In recent years we have seen an increase of experimentations with drones and robots for last-mile deliveries. There are experimentations with drones for deliveries in suburban or rural areas based at specific drone ports[1]. Others are experimenting with van based drones for increased efficiency when delivering goods in areas where delivery points are further apart than in highly urbanized settings[2]. Other experiments are performed using robots for deliveries, one of the first robot delivery use cases was pizza delivery[3]. In urban, settings autonomous deliveries are becoming an increasingly important topic with significant investments looming but also with major regulatory subjects to address[4].
If we examine the different possible use cases for robot and drone deliveries, we quickly realize that a significant use of drones is not to be expected soon in densely populated areas, however slow driving robots become an interesting alternative in settings with restricted access for vans and cars as they are usually smaller, slower, quieter, and cleaner than car or scooter based deliveries. Several experiments have been performed on campuses and pedestrianized areas[5]. It seems that in the future we will see a lot more of these experiments as the promise of increasing efficiency and reducing cost by not needing delivery personnel is attractive to many companies. Just very recently a new fast food truck has been tested in Shanghai permitting some sophisticated interaction with the robotic delivery vehicle: Clients can choose and pay their food directly at the vehicle[6].

### Data in this exercise
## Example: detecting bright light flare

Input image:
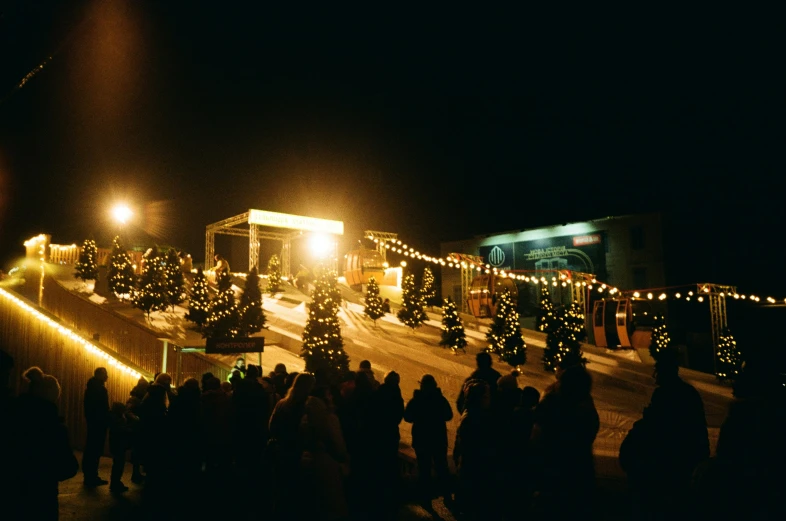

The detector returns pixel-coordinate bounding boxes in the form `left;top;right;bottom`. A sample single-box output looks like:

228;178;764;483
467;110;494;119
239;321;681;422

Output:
112;204;131;224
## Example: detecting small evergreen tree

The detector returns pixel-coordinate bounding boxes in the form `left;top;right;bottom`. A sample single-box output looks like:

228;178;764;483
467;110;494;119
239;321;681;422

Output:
202;272;240;338
186;268;210;328
535;284;557;333
439;297;467;353
396;274;428;331
134;246;167;320
107;236;136;300
267;255;281;295
543;302;586;371
363;277;385;325
301;270;349;381
74;239;98;282
164;248;186;311
650;317;671;360
420;266;437;306
715;328;742;382
239;266;267;336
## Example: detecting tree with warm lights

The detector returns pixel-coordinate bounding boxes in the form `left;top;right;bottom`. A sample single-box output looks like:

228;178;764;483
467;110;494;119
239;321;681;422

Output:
396;273;428;331
439;297;467;353
164;248;186;311
186;268;210;328
543;302;587;371
267;254;281;295
715;328;742;382
107;236;136;300
486;291;527;367
202;272;240;338
363;277;385;326
239;266;267;336
134;246;167;320
74;239;98;282
301;270;349;381
650;317;671;360
420;266;437;306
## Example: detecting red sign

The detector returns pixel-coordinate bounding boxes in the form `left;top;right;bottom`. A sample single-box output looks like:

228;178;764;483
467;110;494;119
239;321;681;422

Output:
573;235;600;247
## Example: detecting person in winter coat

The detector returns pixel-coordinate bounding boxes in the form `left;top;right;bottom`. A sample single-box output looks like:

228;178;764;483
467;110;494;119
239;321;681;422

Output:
456;351;502;414
530;363;600;519
82;367;109;487
404;374;453;506
15;367;79;520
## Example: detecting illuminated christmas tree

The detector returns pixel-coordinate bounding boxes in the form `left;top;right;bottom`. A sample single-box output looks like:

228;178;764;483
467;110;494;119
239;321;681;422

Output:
439;297;467;353
543;302;587;371
486;291;527;367
134;246;167;320
266;255;281;295
535;283;557;333
202;272;240;338
650;317;671;360
186;268;210;328
396;274;428;331
363;277;385;325
107;236;136;300
420;266;437;306
164;248;186;311
74;239;98;282
715;328;742;382
239;266;267;336
300;270;349;381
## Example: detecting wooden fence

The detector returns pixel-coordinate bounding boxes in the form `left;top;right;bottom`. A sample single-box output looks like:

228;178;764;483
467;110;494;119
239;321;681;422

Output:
0;289;152;448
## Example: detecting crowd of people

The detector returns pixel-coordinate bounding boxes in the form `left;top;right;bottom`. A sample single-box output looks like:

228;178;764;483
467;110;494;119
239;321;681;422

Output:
2;346;786;520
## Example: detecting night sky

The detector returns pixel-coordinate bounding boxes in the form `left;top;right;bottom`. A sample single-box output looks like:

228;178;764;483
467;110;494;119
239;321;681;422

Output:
0;0;786;296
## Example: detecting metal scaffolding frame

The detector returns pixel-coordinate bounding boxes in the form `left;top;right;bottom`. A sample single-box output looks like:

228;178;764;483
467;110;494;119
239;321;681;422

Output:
205;212;303;277
363;230;398;262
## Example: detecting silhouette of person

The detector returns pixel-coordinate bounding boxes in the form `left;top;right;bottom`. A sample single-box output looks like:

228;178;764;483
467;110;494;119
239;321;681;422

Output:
620;349;710;518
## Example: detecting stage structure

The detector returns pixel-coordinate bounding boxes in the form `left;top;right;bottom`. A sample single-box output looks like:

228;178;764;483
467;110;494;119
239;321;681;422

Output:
205;210;344;276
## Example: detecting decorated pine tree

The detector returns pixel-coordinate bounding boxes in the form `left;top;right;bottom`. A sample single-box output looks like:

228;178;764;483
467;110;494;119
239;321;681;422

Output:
186;268;210;328
107;236;136;300
396;274;428;331
715;328;742;382
74;239;98;282
439;297;467;353
266;255;281;295
202;272;240;338
543;302;586;371
301;270;349;381
134;246;167;320
164;248;186;311
650;316;671;360
363;277;385;325
238;266;267;336
535;284;557;333
420;266;437;306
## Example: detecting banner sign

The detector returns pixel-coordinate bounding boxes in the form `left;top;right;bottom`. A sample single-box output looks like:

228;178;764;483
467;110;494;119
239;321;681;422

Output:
248;210;344;235
205;336;265;355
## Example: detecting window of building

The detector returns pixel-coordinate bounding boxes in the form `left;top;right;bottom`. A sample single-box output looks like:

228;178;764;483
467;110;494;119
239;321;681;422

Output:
630;226;644;250
633;268;647;289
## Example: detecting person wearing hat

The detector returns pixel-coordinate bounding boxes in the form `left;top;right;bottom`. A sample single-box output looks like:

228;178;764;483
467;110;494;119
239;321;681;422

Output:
404;374;453;507
620;349;710;517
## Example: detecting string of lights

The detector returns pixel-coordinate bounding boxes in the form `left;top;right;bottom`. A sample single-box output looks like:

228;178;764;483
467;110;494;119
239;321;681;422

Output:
0;288;142;379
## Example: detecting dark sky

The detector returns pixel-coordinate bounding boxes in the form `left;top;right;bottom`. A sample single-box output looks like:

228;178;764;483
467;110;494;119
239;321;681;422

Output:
0;0;786;291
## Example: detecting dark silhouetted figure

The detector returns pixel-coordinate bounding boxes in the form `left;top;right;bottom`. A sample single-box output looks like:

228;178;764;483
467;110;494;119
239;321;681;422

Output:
453;380;498;520
82;367;109;487
530;363;600;519
620;349;710;519
404;374;453;508
16;367;79;520
456;351;502;414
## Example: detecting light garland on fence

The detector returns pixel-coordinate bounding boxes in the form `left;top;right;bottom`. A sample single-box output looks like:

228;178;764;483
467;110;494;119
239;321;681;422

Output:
0;288;142;379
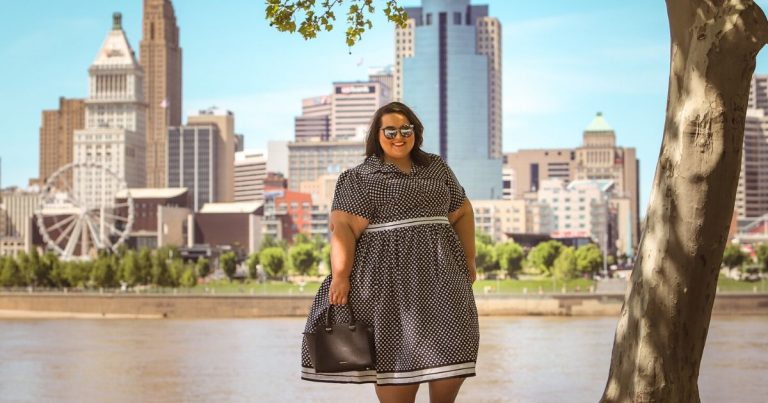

### Work to complete
[1] Write out the passage on drone and robot deliveries from "In recent years" up to and including "subjects to address[4].".
[2] Report each line of the listing that contains the string "sign".
The passage on drone and robot deliveries has no connection to the listing.

### Results of the exercise
[1]
In recent years we have seen an increase of experimentations with drones and robots for last-mile deliveries. There are experimentations with drones for deliveries in suburban or rural areas based at specific drone ports[1]. Others are experimenting with van based drones for increased efficiency when delivering goods in areas where delivery points are further apart than in highly urbanized settings[2]. Other experiments are performed using robots for deliveries, one of the first robot delivery use cases was pizza delivery[3]. In urban, settings autonomous deliveries are becoming an increasingly important topic with significant investments looming but also with major regulatory subjects to address[4].

[2]
## Example: detecting red sign
## Example: detecting banner sign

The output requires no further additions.